[PROVIDED INFORMATION Boundary: Start]

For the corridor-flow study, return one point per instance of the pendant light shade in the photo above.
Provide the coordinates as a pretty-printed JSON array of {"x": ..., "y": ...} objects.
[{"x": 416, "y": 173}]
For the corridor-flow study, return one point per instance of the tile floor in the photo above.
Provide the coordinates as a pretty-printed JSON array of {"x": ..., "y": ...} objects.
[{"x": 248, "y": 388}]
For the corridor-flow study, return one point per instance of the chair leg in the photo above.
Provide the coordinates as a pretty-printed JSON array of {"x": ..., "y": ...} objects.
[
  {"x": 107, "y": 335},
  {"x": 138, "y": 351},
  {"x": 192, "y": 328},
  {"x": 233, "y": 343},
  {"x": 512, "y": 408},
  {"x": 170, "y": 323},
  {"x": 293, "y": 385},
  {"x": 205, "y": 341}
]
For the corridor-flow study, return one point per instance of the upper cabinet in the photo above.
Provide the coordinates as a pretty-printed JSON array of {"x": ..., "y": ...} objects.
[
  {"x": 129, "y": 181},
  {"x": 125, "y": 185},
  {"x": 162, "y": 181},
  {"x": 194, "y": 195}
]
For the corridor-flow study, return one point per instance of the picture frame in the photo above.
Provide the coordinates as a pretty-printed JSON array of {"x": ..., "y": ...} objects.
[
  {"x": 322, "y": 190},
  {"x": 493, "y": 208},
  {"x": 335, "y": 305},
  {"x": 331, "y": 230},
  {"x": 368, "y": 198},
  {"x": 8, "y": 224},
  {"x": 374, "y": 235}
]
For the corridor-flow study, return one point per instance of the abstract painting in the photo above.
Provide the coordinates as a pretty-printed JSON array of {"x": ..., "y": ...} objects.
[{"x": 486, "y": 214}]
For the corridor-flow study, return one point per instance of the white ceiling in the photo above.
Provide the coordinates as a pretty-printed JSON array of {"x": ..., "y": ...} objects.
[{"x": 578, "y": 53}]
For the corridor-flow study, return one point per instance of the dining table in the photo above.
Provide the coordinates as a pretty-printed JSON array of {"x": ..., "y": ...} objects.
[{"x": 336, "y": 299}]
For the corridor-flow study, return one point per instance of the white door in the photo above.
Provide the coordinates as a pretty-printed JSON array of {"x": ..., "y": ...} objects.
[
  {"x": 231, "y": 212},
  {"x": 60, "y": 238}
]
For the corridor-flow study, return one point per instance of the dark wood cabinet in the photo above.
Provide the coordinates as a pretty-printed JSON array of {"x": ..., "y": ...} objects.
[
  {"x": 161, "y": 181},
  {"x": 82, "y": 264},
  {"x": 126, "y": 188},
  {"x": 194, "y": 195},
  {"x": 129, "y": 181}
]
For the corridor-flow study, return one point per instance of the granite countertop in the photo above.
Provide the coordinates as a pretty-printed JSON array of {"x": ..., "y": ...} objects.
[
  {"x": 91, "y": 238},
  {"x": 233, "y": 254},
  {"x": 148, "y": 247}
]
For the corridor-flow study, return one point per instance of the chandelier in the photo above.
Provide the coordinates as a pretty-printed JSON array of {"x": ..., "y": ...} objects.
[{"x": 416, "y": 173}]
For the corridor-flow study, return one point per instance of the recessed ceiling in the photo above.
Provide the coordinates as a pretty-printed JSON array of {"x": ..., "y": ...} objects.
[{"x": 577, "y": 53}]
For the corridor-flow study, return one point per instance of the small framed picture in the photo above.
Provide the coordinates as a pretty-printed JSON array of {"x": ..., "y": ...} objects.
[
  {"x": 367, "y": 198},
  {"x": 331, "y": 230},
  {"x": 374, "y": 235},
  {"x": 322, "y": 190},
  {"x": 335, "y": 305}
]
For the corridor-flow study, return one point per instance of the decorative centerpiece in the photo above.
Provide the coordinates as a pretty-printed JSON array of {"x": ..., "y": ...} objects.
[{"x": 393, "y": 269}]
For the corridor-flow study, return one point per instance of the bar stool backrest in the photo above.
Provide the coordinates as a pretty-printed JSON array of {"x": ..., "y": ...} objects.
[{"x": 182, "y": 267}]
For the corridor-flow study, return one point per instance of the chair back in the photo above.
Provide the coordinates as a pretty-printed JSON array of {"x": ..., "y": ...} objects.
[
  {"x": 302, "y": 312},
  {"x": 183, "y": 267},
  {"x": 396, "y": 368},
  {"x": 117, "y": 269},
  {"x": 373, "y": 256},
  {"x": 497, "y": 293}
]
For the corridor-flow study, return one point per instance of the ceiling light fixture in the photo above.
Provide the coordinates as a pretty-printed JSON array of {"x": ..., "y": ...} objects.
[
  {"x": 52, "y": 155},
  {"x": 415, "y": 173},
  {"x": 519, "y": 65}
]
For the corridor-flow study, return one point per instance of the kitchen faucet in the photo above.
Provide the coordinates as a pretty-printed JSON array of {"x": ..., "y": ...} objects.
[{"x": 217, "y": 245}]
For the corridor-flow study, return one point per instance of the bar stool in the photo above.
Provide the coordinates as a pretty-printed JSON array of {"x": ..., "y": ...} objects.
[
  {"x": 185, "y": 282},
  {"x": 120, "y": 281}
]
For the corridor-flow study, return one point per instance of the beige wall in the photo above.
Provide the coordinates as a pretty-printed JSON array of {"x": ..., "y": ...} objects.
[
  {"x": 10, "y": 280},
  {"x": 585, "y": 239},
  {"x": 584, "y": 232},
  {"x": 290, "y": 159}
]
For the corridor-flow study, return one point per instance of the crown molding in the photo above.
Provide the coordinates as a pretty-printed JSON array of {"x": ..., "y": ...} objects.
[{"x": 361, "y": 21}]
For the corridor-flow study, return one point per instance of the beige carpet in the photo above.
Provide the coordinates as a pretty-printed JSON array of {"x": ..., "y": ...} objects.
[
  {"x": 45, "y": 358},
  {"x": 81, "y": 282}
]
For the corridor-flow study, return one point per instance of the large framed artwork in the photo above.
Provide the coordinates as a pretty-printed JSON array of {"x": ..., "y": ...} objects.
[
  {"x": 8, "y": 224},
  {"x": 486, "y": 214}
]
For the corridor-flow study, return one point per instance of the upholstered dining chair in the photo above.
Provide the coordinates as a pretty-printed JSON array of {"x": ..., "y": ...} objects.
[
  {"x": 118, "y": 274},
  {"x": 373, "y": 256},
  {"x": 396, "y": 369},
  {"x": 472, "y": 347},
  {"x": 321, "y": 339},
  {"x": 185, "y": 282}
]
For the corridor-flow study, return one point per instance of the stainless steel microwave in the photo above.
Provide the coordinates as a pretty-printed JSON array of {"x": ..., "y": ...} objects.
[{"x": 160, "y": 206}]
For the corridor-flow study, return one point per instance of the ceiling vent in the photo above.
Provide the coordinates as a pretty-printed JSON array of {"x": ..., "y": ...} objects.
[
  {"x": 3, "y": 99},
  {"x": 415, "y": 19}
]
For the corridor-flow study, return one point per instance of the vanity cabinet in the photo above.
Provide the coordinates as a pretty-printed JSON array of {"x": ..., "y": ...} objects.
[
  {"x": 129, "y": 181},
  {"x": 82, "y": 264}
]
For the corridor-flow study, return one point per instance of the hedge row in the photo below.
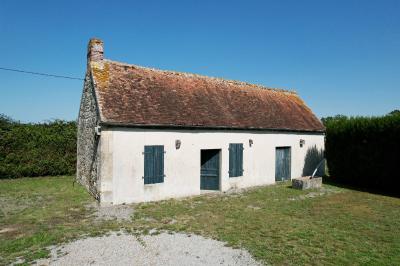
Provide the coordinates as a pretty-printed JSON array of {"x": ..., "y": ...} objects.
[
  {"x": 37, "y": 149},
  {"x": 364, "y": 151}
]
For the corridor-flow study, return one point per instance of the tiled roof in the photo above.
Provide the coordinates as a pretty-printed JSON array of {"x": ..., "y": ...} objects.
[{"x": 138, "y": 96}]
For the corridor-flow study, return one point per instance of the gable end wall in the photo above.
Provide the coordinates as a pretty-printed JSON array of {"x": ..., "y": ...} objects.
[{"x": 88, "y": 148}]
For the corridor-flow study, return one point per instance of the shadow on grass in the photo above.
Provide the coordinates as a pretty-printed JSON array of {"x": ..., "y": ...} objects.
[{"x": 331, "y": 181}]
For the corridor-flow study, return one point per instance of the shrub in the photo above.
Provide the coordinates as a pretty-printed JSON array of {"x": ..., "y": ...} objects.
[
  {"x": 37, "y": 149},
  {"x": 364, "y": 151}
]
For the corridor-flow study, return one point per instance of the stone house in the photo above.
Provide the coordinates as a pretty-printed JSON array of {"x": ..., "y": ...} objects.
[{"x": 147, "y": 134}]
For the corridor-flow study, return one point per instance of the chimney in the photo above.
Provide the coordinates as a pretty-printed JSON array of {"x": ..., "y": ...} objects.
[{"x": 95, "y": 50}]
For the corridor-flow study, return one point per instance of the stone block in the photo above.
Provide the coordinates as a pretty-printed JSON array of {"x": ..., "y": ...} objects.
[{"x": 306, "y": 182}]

[PROVIDED INFORMATION Boundary: End]

YOUR TASK:
Only the lines from the one that contains "shrub in the photo above." to the end of the entries above should be given again, exactly and in full.

ANSWER SECTION:
For the corridor-flow study, return one point per instance of the shrub in the photo above.
Provide the coordinates as a pretty-printed JSON array of {"x": ..., "y": ...} objects.
[
  {"x": 37, "y": 149},
  {"x": 364, "y": 151}
]
For the corridor-flow study, return one point per instance of the stone house in the photo above.
Provide the coordinates as a pretty-printed JSON array of {"x": ..., "y": ...} objects.
[{"x": 147, "y": 134}]
For the corridor-flow study, return one point per instance of the chimney in the photo above.
Provide the coordinates as a pretty-printed JSON array of {"x": ..., "y": ...} objects.
[{"x": 95, "y": 50}]
For the corridor-flow study, return one point per instance of the stone block in the photo above.
Provide the coordinates as a pretty-printed JSON array of {"x": ..., "y": ...} objects.
[{"x": 306, "y": 182}]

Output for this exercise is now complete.